▶ _Instructions for the task_
Write a continuation of the rickets text below, picking up right after its final sentence.

▶ _Page text_

+ + + + + + +

Rickets
- is a bone disease that can cause a softening of bones.
Symptoms may include a wide variety of skeletal problems
including scoliosis, knock
knees, defective tooth enamel, fractures, stunted growth,
beaded ribs, bowlegs, sunken chests (pectus excavatum),
barrel chests (pectus carnitum), muscle cramps and hypermobile
joints. While rickets may have a number of causes, historically
the most notable cases have occurred in sunshine deprived
children suffering from a deficiency of vitamin D. (Rickets
is uncommon in the tropics). Rickets
was rampant at the turn of the 20th century, among poor,
sunshine deprived children living in the industrialized
and polluted cities of the United States. Normally, our
bodies manufacture vitamin D from the action of sunlight
on the skin. However, modern medical experts in the U.S,
instead of instructing people to get more sun to cure
rickets, took the more expedient route of
fortifying milk with vitamin D as a national ricket prevention
measure.
These
days many doctors tell people to use sunscreen and avoid
sunlight to prevent skin cancer. Logically, It would seem
that following this advice may cause a vitamin D deficiency,
especially for people who do not drink fortified milk.

+ + + + + + +

▶ _Dataset_
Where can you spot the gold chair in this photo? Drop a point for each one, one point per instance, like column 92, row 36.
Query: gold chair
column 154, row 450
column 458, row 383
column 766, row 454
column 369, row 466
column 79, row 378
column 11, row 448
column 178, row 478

+ + + + + + +

▶ _Result of the task_
And many people, actually most of the people in the world,
are lactose intolerant -- they lack the enzyme needed
to digest the lactose in milk.
It
seems illogical to me for doctors of today to try to keep
people out of the sun when a lack of sunshine has been
clearly documented to cause vitamin D deficiency disorders
such as rickets and the adult version of rickets, osteomalacia,
in the past. Our bodies were designed to use sunlight
to make vitamin D. We know, or at least we should
know, from the lessons of history, that people have gotten
gravely ill and deformed from a lack of sunshine, so I
don't understand why all of this knowledge of a lack of
sunlight causing rickets seems to now be forgotten or
ignored. Just because too much sun may not be good for
the skin doesn't necessarily mean that no sun is ideal
either.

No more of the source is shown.